**The task:** Set down the entries below exactly as written.

**Data section:**

BEGIN

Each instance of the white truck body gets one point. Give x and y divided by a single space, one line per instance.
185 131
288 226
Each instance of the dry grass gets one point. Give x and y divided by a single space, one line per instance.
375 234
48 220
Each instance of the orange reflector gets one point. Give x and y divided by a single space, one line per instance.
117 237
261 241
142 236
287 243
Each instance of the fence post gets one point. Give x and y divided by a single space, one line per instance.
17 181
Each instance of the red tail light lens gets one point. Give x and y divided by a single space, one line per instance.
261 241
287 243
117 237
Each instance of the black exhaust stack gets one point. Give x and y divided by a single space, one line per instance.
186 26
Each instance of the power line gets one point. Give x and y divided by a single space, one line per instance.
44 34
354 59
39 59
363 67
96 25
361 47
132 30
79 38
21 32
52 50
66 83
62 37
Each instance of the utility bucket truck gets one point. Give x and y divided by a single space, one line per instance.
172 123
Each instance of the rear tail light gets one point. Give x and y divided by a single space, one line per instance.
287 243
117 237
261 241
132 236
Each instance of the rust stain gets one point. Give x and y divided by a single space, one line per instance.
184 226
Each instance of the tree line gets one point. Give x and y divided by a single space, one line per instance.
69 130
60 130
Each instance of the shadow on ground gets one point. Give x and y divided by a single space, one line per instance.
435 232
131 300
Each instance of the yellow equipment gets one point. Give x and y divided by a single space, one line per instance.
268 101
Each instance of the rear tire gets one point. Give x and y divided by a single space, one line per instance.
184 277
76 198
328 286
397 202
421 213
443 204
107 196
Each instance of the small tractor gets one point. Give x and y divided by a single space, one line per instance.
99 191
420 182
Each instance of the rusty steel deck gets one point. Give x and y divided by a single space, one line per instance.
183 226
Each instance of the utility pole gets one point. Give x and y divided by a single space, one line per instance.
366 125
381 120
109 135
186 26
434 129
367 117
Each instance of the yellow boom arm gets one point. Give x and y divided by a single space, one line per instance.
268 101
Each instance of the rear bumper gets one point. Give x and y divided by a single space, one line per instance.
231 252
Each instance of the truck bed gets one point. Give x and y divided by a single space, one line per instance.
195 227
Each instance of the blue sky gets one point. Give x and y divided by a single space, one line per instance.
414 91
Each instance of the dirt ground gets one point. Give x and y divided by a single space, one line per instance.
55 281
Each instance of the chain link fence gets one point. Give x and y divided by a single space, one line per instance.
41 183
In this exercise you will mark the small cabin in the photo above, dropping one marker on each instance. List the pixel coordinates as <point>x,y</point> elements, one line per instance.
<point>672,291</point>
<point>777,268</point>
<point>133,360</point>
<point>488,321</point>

END

**Worked solution:**
Each instance of the white truck body gets one point. Give x and y divided by a single space, one line per instance.
185 131
288 226
Each instance of the dry grass gets one point. Give x and y divided by a single space, one line per instance.
375 234
48 220
Each instance of the orange reflector gets one point. Give x and y divided by a single space, one line per instance.
117 237
261 241
142 236
287 243
Each instance of the fence post gets one point. Give x and y divided by a single space, one line per instance.
17 181
Each instance of the red tail light lens gets one point. Give x and y divided by a single space, one line per instance.
261 241
287 243
117 237
Each instance of the black exhaust stack gets one point. Give x and y divided by a single space, one line per instance.
186 26
Each instance of the power line gets one point. Give x and y divided by a single space, one line per instance.
44 34
354 59
39 59
363 67
96 25
361 47
132 30
79 38
21 32
52 50
66 83
62 37
Each instance of the utility bucket truck gets one point. Give x and y divided by a single space, one line per instance.
172 123
Each instance of the rear tail light gets one point. Give x and y divided by a single space, one line per instance.
287 243
117 237
261 241
132 236
Each instance of the rust stain gets one point. Give x and y divided by a single space, one line per instance.
184 226
Each instance of the tree line gets one point. Give x and y divided by a single space, one line per instance.
69 130
60 130
Each instance of the shadow on ground gets one point. Give x and y divided by a single space, one line per instance.
435 232
131 300
Each instance of the yellow equipment gets one point. Give x and y divided by a single space, one line per instance.
268 101
Each instance of the rear tire gets one point. Give x and y divided by a single space, one line per instance.
184 277
76 198
328 286
397 202
421 213
443 204
107 196
Each instance of the small tractor gets one point. Give x and y divided by a single space, one line per instance.
99 191
420 182
Each instance of the rusty steel deck gets one point. Give x and y divided by a single space, one line per instance.
183 226
Each instance of the utility pole gets one point. Give x and y divided by a single space, one line per instance.
366 125
381 120
109 135
186 26
434 129
367 117
Each instance of the yellow boom arm gets one point. Give x and y divided by a single space, one line per instance.
268 101
Each instance of the rear bumper gets one point. Give x and y divided by a single space, one line per instance.
231 252
Each instance of the truck bed gets one point. Give x and y divided by a single space, one line per instance.
195 227
Each instance of the blue sky gets one point. Give x and y divided by a single space, one line per instance.
414 91
Each instance of the dirt ground gets one point. Give x and y divided by a single space, one line per instance.
55 281
Each instance of the chain link fence gets one point. Give x and y divided by a single space, one line per instance.
41 183
In this exercise you will mark the small cabin in the photo above, dropping one marker on each instance. List the pixel coordinates as <point>x,y</point> elements, one line per instance.
<point>672,291</point>
<point>777,268</point>
<point>133,360</point>
<point>488,321</point>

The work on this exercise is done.